TASK OBJECTIVE | In the rows below, convert everything from the line containing "Please examine the image and determine whether any nose" down to the line containing "[949,303,1069,368]" into a Markdown table with the columns Number and Line. Number each line in order and leave out blank lines.

Source rows |
◇ ◇ ◇ ◇ ◇
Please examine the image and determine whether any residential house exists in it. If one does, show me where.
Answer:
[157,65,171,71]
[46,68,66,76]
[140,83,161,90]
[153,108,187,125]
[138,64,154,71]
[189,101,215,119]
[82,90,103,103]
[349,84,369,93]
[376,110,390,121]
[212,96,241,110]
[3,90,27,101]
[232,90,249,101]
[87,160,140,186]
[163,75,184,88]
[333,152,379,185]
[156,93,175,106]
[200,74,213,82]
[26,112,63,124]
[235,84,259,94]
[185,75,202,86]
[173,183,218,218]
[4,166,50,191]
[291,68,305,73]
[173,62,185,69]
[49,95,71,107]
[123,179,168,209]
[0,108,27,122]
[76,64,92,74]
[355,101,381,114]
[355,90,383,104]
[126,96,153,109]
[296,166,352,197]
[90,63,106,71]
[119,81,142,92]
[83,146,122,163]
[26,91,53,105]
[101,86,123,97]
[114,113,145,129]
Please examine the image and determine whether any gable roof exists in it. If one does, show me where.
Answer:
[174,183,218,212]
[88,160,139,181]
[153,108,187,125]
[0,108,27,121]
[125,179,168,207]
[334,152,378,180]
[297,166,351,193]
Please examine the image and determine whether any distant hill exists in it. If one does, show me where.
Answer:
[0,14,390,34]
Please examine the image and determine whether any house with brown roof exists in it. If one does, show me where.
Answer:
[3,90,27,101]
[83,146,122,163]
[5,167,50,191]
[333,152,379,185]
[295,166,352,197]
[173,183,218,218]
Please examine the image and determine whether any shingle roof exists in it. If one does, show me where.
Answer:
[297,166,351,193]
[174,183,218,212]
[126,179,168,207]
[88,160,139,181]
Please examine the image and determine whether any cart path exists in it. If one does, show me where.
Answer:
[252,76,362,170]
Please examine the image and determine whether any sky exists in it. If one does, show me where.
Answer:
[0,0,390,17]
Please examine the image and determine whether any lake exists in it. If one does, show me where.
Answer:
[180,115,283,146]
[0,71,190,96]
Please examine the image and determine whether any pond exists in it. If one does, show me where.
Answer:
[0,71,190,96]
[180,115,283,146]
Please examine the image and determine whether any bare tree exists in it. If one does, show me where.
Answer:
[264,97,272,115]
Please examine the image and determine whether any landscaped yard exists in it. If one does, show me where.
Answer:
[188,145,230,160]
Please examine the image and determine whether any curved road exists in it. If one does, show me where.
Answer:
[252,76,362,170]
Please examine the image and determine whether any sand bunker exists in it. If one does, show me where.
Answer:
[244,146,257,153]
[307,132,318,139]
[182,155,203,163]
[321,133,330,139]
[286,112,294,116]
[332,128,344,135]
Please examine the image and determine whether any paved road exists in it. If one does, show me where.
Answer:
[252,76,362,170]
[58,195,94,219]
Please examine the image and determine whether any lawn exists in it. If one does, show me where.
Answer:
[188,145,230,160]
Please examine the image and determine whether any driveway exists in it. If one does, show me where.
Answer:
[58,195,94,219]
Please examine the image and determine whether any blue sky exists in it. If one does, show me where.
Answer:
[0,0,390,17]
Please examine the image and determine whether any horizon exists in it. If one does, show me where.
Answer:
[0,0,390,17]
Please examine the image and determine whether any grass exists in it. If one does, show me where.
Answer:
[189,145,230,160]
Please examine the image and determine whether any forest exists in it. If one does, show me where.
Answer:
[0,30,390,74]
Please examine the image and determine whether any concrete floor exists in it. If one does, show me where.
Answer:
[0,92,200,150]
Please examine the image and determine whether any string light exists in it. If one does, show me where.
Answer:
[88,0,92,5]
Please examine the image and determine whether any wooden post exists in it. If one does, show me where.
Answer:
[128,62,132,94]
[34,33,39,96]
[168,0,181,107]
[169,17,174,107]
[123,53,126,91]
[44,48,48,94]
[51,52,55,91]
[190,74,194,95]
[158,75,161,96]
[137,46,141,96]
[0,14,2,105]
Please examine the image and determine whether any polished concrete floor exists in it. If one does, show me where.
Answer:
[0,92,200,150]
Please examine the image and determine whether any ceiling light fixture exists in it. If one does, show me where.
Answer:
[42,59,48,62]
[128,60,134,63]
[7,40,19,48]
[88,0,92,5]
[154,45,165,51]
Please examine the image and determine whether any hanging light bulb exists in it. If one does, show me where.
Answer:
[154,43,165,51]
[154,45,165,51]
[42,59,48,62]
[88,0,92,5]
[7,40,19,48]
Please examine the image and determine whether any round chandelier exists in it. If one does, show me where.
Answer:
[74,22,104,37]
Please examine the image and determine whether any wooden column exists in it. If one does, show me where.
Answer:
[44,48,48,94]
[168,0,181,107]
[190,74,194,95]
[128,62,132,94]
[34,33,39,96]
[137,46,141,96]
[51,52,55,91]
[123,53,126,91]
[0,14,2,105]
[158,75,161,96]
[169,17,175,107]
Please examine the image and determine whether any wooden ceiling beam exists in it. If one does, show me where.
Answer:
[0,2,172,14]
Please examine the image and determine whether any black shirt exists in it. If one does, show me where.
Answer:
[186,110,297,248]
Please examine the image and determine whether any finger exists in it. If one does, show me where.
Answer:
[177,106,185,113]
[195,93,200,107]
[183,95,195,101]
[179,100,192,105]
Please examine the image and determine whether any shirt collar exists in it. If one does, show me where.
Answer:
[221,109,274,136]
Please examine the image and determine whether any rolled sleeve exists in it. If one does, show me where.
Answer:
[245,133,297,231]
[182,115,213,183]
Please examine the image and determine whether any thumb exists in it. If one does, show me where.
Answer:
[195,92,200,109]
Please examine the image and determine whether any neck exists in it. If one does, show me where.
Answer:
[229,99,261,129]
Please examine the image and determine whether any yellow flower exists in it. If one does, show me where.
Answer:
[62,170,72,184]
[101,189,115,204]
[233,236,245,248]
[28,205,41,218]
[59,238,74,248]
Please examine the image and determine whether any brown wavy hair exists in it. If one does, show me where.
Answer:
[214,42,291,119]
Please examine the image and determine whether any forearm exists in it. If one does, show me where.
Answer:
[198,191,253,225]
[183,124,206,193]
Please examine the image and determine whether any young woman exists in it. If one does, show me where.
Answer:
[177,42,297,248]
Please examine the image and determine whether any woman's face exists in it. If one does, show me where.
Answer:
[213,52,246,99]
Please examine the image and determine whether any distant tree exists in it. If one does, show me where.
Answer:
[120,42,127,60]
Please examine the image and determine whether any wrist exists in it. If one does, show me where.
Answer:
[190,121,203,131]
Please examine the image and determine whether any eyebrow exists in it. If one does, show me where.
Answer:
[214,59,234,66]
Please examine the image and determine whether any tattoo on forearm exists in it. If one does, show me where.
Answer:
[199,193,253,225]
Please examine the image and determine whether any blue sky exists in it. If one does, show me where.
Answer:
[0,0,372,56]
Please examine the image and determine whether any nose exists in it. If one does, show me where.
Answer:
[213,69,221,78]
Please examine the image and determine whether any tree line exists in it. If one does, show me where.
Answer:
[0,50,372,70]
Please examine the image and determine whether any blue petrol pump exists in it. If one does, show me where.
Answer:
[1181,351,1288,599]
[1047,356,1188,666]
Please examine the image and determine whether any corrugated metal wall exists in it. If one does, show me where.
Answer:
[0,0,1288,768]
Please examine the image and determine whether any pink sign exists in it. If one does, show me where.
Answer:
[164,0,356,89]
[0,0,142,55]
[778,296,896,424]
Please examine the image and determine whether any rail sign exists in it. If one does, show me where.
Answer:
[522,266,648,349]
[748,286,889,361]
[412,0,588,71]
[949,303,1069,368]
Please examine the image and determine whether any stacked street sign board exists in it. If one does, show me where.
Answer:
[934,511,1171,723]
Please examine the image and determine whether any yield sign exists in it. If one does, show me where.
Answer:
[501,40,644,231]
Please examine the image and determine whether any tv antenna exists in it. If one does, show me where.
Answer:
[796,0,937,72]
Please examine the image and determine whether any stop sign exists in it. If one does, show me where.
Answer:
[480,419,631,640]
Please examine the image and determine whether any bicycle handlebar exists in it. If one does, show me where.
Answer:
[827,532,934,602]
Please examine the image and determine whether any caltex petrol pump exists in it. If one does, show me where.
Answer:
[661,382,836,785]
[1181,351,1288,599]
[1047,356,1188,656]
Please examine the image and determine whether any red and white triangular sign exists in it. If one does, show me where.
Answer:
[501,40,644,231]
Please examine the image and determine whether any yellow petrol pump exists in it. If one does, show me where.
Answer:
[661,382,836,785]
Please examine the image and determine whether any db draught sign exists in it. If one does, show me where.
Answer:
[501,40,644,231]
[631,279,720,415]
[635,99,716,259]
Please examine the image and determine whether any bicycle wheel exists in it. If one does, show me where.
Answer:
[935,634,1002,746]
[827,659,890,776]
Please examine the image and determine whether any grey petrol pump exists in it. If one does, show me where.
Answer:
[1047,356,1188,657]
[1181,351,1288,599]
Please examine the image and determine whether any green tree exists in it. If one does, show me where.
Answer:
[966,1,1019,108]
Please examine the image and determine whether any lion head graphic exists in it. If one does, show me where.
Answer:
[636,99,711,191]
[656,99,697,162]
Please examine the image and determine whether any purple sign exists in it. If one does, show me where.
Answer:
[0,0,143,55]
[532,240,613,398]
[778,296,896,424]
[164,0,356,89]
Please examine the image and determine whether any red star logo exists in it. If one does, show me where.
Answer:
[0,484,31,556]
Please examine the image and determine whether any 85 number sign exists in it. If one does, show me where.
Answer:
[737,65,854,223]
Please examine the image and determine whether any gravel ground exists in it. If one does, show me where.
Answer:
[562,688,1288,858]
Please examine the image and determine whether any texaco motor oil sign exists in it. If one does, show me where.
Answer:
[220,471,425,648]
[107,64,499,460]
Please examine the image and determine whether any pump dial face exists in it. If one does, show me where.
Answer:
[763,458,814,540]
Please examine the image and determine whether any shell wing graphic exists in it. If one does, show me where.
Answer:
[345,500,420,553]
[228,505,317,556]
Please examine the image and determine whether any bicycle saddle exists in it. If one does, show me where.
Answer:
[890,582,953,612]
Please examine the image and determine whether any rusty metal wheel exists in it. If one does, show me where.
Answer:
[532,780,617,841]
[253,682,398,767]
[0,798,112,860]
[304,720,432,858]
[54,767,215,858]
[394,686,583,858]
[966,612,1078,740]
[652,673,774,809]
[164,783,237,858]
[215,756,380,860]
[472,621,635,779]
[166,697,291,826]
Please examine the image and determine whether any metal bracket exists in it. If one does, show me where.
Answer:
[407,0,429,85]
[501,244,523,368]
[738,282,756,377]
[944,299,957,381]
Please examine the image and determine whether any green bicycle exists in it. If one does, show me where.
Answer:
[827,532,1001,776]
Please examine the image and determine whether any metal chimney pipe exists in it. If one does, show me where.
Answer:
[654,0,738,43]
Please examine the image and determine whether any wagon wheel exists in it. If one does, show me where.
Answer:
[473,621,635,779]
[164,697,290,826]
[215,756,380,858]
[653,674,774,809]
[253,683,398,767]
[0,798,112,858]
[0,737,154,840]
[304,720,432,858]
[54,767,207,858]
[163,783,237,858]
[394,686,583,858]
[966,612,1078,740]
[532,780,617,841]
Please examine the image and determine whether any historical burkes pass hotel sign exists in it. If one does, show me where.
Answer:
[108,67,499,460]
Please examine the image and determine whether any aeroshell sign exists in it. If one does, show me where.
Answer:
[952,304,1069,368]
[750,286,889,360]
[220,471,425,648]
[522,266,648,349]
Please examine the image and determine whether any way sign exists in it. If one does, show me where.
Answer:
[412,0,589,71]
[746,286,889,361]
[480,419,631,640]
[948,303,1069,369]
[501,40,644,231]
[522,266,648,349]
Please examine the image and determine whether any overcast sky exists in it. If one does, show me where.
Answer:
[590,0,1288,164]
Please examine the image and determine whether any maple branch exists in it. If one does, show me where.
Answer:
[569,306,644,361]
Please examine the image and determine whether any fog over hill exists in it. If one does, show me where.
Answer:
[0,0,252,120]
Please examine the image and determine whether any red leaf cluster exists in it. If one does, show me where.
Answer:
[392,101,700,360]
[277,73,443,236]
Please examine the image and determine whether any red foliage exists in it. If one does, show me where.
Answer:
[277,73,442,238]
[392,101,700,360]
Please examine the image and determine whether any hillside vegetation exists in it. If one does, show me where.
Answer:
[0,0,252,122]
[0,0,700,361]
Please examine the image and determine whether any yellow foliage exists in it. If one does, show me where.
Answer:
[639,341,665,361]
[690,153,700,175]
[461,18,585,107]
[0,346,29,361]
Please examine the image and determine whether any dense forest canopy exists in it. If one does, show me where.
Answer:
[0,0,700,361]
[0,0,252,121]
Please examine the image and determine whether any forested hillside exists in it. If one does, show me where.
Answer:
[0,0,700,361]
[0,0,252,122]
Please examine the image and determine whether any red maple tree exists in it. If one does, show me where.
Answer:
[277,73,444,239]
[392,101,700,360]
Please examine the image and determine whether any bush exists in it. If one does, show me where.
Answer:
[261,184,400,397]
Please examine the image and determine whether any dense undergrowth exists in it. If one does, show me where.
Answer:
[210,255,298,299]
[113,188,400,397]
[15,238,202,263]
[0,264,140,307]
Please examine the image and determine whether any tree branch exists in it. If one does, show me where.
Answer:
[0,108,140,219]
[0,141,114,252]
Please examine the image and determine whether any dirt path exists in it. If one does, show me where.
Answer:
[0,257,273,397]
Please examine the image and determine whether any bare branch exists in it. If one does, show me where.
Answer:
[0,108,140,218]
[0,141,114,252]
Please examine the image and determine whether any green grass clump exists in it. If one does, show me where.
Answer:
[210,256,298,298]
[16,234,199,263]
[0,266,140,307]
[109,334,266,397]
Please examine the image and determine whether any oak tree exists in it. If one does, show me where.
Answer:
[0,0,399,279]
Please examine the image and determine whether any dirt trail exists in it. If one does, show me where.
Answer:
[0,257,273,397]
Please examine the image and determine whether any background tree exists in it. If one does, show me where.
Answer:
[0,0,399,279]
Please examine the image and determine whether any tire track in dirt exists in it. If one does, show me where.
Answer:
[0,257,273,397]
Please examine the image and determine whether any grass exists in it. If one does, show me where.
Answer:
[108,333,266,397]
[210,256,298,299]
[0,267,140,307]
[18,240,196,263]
◇ ◇ ◇ ◇ ◇
ANSWER TO THE PROBLEM |
| Number | Line |
|---|---|
| 1 | Please examine the image and determine whether any nose exists in it. If one does, show me where. |
| 2 | Answer: |
| 3 | [213,69,221,78] |
| 4 | Please examine the image and determine whether any tree line exists in it. If one does, show me where. |
| 5 | Answer: |
| 6 | [0,50,372,70] |
| 7 | Please examine the image and determine whether any blue petrol pump exists in it. If one does, show me where. |
| 8 | Answer: |
| 9 | [1181,351,1288,599] |
| 10 | [1047,356,1188,666] |
| 11 | Please examine the image and determine whether any corrugated metal wall exists in it. If one does, show me where. |
| 12 | Answer: |
| 13 | [0,0,1288,768] |
| 14 | Please examine the image and determine whether any pink sign exists in it. If one does, show me where. |
| 15 | Answer: |
| 16 | [164,0,356,89] |
| 17 | [0,0,142,55] |
| 18 | [778,296,896,424] |
| 19 | Please examine the image and determine whether any rail sign exists in it. If one does, show me where. |
| 20 | Answer: |
| 21 | [522,266,648,349] |
| 22 | [748,286,889,361] |
| 23 | [412,0,588,71] |
| 24 | [949,303,1069,368] |